▸ **COMPLETE THE FOLLOWING**
**A)** According to the attempt log, how many ACs did Attempt 1 cover with runtime evidence?
**B)** Write out the part of the attempt log starting at "Outcome: GREEN. All" and ending at "the hardening note.".

▸ **TEXT**
*****
Skip to content

S2-04 — attempt log

Append-only journal. Newest attempt at the bottom.

Attempt 1 — 2026-05-19 (phase-story-executor)

Outcome: GREEN. All 19 ACs covered with runtime evidence; full plugin + fence + static test suite green; ruff, mypy --strict, lint-imports, mkdocs build --strict clean.

What shipped

  • src/codegenie/plugins/resolver.py (NEW) — UNIVERSAL_FALLBACK_ID, _MAX_EXTENDS_DEPTH, ScopedCandidate, ComposedTccm, ConcreteResolution, UniversalFallbackResolution, PluginResolution discriminated-union alias, lift_manifest_scope, _lift_dim, _lift_candidates, _unpack, _filter_matches, _sort_key, _candidates_considered, compose_extends_chain, _plugin_tccm, _merge_tccm, _merge_adapters, resolve, _universal_registered. Functional-core/imperative-shell split per the hardening note.
  • src/codegenie/plugins/registry.py — replaced the S2-01 NotImplementedError("S2-04 …") stub with delegation to resolver.resolve. The resolver import is module-level (not lazy) — see Refactor decisions §"Module-level resolver import" for why.
  • src/codegenie/plugins/resolution.py — collapsed to a one-line re-export shim per the story's "Module placement" choice (a).
  • src/codegenie/plugins/errors.py — added chain payload + exit code to PluginExtendsCycle; new PluginExtendsDepthExceeded exception (with chain + reason ClassVar); new PluginRegistryCorrupted(reason: Literal["missing_universal", "empty_registry"]).
*****
▸ **MATERIAL SUPPLIED**

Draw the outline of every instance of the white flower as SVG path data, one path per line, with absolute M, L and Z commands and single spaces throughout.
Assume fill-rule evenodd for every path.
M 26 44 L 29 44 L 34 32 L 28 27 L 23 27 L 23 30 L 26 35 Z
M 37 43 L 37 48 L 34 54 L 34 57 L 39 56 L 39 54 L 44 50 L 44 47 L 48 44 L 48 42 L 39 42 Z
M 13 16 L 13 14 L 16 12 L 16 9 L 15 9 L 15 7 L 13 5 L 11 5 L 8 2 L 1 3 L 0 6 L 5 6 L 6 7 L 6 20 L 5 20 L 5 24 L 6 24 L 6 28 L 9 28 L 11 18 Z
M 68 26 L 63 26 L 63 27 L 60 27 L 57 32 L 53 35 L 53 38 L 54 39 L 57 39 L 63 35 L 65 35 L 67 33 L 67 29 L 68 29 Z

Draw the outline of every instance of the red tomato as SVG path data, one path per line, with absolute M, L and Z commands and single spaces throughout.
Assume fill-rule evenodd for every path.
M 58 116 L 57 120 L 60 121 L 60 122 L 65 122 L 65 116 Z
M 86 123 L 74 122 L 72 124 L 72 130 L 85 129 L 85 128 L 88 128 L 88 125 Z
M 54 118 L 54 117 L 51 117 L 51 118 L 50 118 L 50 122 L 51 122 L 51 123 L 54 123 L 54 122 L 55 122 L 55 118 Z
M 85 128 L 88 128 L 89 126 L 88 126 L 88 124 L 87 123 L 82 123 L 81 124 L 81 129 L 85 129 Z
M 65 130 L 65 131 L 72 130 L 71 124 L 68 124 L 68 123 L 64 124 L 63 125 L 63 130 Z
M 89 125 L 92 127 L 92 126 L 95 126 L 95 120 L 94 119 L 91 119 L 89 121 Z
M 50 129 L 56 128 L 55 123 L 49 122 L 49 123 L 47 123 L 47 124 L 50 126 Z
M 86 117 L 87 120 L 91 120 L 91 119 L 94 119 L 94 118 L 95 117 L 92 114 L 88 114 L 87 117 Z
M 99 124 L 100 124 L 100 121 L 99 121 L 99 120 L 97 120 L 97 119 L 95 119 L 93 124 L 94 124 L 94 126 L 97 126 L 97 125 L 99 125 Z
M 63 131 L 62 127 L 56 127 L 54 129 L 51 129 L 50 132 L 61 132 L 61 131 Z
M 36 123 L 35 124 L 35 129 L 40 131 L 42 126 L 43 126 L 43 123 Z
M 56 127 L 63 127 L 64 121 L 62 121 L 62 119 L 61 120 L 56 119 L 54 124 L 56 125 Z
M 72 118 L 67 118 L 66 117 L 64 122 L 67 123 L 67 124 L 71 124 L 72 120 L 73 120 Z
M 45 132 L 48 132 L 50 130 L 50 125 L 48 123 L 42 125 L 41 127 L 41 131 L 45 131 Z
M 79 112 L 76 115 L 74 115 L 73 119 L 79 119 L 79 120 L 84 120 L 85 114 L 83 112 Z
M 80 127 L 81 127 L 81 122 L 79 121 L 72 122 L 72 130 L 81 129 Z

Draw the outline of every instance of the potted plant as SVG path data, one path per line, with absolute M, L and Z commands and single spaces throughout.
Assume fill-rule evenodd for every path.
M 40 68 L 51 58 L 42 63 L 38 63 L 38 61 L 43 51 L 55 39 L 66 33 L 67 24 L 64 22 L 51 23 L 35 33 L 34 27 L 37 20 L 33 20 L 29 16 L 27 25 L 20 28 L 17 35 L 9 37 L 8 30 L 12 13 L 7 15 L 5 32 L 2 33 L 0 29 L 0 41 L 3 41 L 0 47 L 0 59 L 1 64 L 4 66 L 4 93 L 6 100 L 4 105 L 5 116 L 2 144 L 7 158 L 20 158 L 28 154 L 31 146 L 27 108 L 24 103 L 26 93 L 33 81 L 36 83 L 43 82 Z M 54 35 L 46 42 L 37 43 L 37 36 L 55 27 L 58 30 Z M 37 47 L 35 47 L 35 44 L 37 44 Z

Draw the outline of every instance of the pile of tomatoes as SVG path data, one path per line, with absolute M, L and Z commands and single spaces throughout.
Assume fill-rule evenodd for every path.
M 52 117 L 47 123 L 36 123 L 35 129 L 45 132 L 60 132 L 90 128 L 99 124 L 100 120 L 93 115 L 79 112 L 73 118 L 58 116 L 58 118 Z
*****
▸ **PROBLEM SOLUTIONS**
**A)** All 19 ACs.

**B)**
Outcome: GREEN. All 19 ACs covered with runtime evidence; full plugin + fence + static test suite green; ruff, mypy --strict, lint-imports, mkdocs build --strict clean.

What shipped

  • src/codegenie/plugins/resolver.py (NEW) — UNIVERSAL_FALLBACK_ID, _MAX_EXTENDS_DEPTH, ScopedCandidate, ComposedTccm, ConcreteResolution, UniversalFallbackResolution, PluginResolution discriminated-union alias, lift_manifest_scope, _lift_dim, _lift_candidates, _unpack, _filter_matches, _sort_key, _candidates_considered, compose_extends_chain, _plugin_tccm, _merge_tccm, _merge_adapters, resolve, _universal_registered. Functional-core/imperative-shell split per the hardening note.